■ EXERCISE OBJECTIVE ■
Copy out, from the data, each line containing the string "table".
-------------------------
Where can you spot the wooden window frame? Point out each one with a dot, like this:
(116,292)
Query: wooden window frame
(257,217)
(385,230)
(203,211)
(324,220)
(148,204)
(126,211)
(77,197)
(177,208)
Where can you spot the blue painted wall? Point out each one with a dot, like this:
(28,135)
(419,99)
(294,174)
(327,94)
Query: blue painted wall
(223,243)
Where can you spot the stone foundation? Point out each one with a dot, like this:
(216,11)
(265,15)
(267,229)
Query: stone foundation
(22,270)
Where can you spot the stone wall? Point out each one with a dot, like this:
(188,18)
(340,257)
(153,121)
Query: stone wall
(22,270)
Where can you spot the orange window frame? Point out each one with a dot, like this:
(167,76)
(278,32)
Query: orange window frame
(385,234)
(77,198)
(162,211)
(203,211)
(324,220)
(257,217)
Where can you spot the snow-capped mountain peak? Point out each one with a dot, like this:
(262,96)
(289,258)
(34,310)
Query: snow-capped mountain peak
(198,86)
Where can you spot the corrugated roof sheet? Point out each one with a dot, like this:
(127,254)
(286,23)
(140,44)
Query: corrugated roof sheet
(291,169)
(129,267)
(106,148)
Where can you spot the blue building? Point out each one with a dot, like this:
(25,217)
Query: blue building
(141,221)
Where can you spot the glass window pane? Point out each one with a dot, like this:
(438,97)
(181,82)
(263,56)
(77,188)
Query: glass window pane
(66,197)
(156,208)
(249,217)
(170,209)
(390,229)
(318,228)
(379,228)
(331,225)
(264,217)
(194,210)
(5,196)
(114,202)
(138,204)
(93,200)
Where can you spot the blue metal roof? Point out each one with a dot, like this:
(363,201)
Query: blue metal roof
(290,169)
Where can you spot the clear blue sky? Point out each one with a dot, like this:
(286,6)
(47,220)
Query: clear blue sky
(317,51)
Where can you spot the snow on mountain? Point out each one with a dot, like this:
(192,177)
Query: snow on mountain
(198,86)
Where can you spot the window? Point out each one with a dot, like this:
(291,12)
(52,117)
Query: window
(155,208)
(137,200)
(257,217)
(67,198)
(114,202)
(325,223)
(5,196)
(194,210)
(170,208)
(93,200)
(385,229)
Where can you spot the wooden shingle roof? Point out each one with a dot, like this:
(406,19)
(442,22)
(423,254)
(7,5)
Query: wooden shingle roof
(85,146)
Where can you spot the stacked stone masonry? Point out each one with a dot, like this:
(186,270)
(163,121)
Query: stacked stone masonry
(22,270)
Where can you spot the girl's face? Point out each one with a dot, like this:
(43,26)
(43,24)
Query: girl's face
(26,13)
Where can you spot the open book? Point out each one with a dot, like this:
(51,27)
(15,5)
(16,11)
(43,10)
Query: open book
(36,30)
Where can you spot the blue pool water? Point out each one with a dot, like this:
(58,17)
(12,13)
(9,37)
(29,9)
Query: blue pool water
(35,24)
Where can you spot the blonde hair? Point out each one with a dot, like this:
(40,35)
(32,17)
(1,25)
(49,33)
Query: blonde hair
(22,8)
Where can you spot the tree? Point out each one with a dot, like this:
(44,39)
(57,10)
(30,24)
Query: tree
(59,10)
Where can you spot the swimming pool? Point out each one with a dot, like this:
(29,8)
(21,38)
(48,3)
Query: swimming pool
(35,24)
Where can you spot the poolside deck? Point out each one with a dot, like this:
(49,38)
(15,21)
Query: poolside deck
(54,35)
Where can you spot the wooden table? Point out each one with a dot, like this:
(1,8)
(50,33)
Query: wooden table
-------------------------
■ ANSWER BELOW ■
Where can you spot the wooden table? Point out each one with a dot, like this:
Query: wooden table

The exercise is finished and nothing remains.